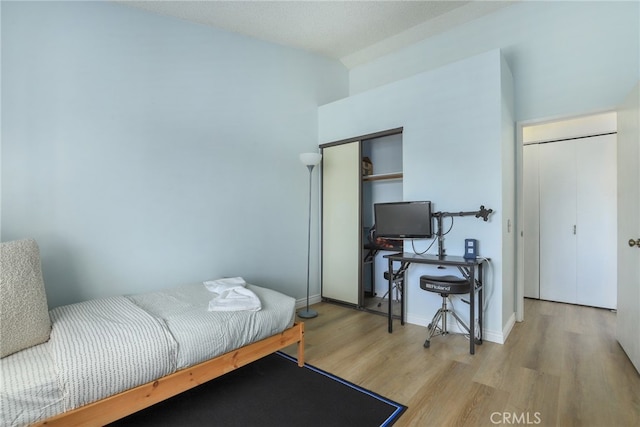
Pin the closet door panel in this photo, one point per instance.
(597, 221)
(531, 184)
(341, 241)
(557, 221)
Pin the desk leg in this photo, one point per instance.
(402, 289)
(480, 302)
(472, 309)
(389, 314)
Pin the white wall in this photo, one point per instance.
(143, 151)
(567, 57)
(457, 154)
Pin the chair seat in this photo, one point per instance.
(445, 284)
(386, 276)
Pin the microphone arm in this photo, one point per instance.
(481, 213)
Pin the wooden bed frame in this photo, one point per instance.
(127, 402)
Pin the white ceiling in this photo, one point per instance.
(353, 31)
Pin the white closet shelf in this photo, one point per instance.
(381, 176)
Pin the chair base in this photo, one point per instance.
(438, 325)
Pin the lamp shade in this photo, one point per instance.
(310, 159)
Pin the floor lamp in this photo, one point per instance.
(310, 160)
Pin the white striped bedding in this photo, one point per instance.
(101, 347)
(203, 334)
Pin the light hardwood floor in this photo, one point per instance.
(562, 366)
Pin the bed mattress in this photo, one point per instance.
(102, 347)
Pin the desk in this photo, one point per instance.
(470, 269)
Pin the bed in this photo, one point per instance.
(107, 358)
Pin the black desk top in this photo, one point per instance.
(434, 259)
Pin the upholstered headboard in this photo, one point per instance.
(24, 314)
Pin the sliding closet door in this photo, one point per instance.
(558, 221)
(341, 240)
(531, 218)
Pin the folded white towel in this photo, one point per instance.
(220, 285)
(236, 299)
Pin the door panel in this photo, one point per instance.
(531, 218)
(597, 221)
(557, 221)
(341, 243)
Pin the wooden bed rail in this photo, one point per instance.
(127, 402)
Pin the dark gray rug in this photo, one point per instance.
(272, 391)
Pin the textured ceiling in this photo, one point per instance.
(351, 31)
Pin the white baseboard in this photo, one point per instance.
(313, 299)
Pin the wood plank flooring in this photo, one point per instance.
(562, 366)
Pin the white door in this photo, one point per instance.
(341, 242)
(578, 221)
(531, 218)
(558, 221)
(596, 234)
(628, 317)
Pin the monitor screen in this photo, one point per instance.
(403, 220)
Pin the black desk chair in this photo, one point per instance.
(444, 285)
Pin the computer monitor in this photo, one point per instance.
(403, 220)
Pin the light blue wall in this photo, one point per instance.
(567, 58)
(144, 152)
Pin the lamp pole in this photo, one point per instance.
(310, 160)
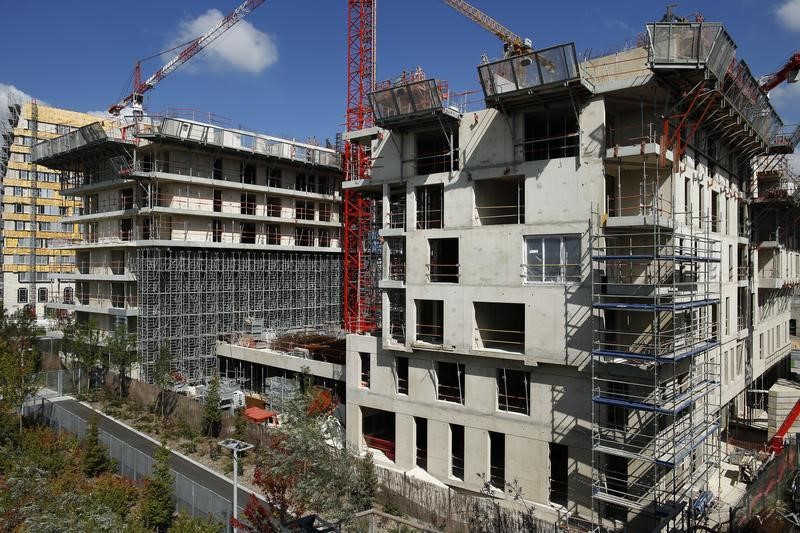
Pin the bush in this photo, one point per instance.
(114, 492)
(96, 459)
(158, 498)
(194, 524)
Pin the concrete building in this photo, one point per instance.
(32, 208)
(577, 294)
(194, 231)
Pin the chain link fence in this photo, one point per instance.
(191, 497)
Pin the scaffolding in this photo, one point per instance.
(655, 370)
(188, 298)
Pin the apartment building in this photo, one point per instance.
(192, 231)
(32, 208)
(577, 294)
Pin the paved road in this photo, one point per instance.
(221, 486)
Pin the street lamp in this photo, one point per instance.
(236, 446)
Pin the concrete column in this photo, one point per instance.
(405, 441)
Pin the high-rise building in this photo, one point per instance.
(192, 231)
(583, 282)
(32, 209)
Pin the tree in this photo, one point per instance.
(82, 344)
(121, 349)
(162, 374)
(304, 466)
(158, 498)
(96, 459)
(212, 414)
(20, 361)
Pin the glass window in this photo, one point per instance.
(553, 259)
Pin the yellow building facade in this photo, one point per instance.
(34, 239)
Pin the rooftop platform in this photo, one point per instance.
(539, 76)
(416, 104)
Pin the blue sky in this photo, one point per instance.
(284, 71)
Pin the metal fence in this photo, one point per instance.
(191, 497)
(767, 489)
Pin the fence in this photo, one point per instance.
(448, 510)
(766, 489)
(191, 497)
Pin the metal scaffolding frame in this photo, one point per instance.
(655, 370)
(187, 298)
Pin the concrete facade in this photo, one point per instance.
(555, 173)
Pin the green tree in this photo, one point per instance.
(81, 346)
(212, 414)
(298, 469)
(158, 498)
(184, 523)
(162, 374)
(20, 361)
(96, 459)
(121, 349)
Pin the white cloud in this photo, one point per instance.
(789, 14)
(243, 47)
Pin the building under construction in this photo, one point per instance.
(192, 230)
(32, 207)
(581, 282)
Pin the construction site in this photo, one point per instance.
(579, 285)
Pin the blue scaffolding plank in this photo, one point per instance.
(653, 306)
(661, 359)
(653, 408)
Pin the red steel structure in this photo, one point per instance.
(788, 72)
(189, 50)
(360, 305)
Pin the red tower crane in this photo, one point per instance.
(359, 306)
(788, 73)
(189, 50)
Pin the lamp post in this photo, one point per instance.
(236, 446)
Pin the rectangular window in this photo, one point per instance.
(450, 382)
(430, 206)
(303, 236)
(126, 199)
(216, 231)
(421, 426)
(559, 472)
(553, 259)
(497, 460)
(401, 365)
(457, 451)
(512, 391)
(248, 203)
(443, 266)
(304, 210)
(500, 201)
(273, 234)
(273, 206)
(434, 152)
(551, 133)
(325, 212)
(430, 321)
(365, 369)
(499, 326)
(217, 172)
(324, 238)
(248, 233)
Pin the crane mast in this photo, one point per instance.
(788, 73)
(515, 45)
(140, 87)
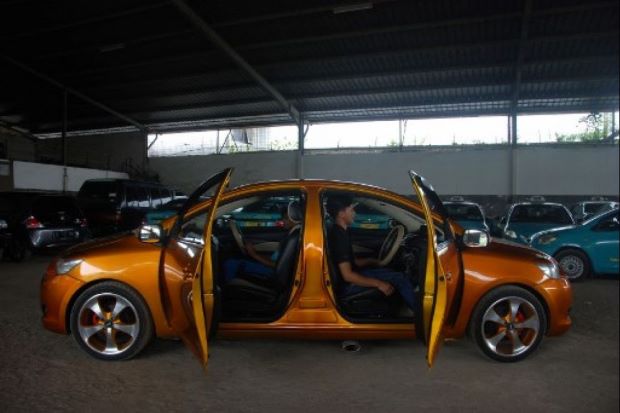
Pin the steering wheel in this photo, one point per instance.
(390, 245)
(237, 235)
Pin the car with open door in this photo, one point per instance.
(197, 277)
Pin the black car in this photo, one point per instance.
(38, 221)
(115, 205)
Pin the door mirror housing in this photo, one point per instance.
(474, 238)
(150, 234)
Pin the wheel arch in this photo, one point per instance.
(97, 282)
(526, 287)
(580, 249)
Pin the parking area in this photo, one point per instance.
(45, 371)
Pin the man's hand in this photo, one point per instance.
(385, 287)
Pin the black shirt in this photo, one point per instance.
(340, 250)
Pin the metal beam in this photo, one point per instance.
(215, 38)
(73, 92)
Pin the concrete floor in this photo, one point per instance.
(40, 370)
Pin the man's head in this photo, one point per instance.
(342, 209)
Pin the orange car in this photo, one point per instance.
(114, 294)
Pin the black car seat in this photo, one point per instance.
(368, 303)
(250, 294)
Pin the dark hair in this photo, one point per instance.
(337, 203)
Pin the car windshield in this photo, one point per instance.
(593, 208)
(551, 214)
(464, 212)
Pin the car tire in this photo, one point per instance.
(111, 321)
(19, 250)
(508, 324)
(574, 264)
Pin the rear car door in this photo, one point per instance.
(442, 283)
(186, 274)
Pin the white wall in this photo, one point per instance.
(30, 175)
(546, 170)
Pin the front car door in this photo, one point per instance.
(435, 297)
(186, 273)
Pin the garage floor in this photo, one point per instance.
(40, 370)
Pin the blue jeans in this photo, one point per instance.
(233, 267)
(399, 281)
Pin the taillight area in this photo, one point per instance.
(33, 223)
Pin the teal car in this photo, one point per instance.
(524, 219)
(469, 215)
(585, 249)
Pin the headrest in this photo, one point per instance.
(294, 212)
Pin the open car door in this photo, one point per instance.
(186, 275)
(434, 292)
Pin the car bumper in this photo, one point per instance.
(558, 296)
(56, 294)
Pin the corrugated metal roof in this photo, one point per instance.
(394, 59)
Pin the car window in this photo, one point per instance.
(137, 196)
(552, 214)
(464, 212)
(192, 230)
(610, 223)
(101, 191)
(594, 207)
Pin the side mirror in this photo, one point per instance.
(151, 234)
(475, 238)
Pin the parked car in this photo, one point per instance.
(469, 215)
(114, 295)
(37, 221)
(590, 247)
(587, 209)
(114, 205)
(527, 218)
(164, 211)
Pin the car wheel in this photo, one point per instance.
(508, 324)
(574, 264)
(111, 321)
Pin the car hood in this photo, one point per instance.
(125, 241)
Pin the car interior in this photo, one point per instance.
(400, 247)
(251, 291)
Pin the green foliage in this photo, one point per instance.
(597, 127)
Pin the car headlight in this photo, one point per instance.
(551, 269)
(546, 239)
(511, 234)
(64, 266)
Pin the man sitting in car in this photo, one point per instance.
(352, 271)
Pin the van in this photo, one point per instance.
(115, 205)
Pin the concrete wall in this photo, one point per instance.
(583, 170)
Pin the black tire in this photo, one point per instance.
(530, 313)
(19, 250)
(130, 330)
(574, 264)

■ Your assignment: Which lines run from the one containing "Pin the man sitting" to the end of the entries above? Print them exactly, both ends included, and nothing else.

■ Output:
Pin the man sitting in car in this photo, one point per instance.
(352, 271)
Pin the van in this photo, one point per instance.
(115, 205)
Pin the concrete wall in this photo, one point per instance.
(583, 170)
Pin the black tire in this photo, one point per instance.
(530, 313)
(19, 250)
(130, 330)
(574, 264)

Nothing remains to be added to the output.